**PASSAGE SHOWN**
-- begin --

Saturday, February 5, 2011

Pompe à eau

It took around a week to resolve the water crisis at SIL. I’ll (John) write this one in first person, as I’ve tried in third and it’s a mission! It’s pretty much the biggest situation I’ve had to deal with so far and I wouldn’t have managed without some bizarre examples of the Lord’s timing and the input of a couple of key people. The sequence of events went roughly as follows:

Tuesday morning the submersible pump in the bore that supplies all of SIL’s water failed. The circuit breakers were burnt out and no amount of fiddling was looking like getting the system going again. I was pulled off the construction site mid-afternoon as no progress had been made all day and the workers had tried all they could think of.

A Swedish guy called Leif happened to visit SIL that afternoon as he was in N’Djamena getting ready to head East to Mongo for a year to drill around 30 bore holes (some coincidence!). Leif and his team should have already left town the day before, however maintenance on their vehicle had taken longer than anticipated – thank you Africa!

After working in the mission field in Sudan for many years, Leif had tried to set up projects in Chad once before, only to be thwarted by unprecedented levels of bureaucracy and red tape. During his first attempt, SIL had allowed him to store his drilling rig on the compound while he tried to sort things out, so he was keen to lend us a hand now we obviously needed it!

So in the dark on Tuesday night, with the help of Leif and another guy on his team from Malawi (he had also been a missionary in Sudan for some time), we pulled up the pump and the 27 metres of pipe it was attached to. Thank the Lord for His circumstantial timing; we would have been in a precarious situation without the help of these guys.

-- end --

**WHAT TO DO**
**1.** In the water pump post, how many metres of pipe was the pump attached to?
**2.** Echo the water pump post from "After working in" to "obviously needed it!".
**3.** Which countries does the water pump post name?

**PROVIDED DATA**
-- begin --

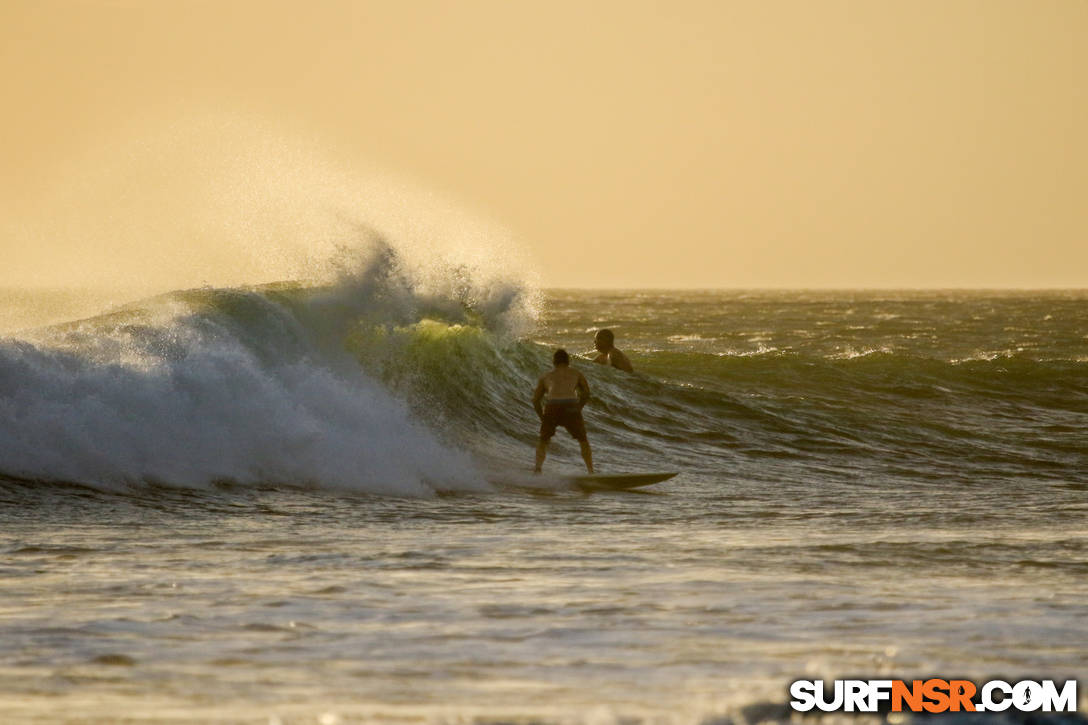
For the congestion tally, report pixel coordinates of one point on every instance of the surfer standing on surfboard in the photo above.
(608, 355)
(567, 392)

-- end --

**RESPONSES PER TASK**
**1.** 27 metres

**2.**
After working in the mission field in Sudan for many years, Leif had tried to set up projects in Chad once before, only to be thwarted by unprecedented levels of bureaucracy and red tape. During his first attempt, SIL had allowed him to store his drilling rig on the compound while he tried to sort things out, so he was keen to lend us a hand now we obviously needed it!

**3.** Sudan, Chad, Malawi